__Task requirements__: Please return every record exactly as written, leaving out the pictures.

Records provided START

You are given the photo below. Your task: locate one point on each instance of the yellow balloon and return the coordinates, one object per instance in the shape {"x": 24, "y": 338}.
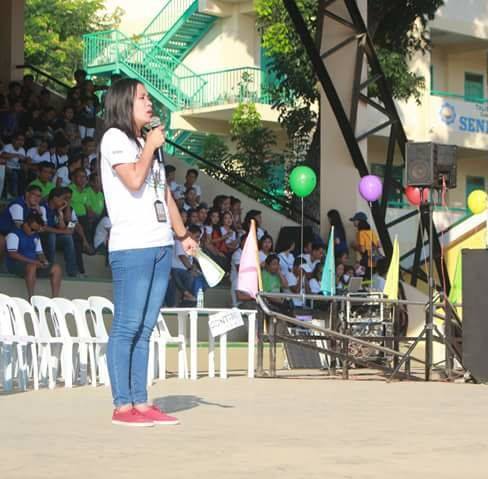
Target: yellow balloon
{"x": 477, "y": 201}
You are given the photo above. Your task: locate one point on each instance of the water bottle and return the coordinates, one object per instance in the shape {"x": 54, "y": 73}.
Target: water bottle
{"x": 200, "y": 298}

Records provided END

__The completed task__:
You are given the photo below. Your task: locate one point on each instance of the yellow balloon and return the coordinates, one object per instance in the shape {"x": 24, "y": 338}.
Target: yellow balloon
{"x": 477, "y": 201}
You are given the photo above. Your task: locate one point on each instance of the water bottle and return the coordinates, one object per instance in the shape {"x": 54, "y": 73}.
Target: water bottle
{"x": 200, "y": 298}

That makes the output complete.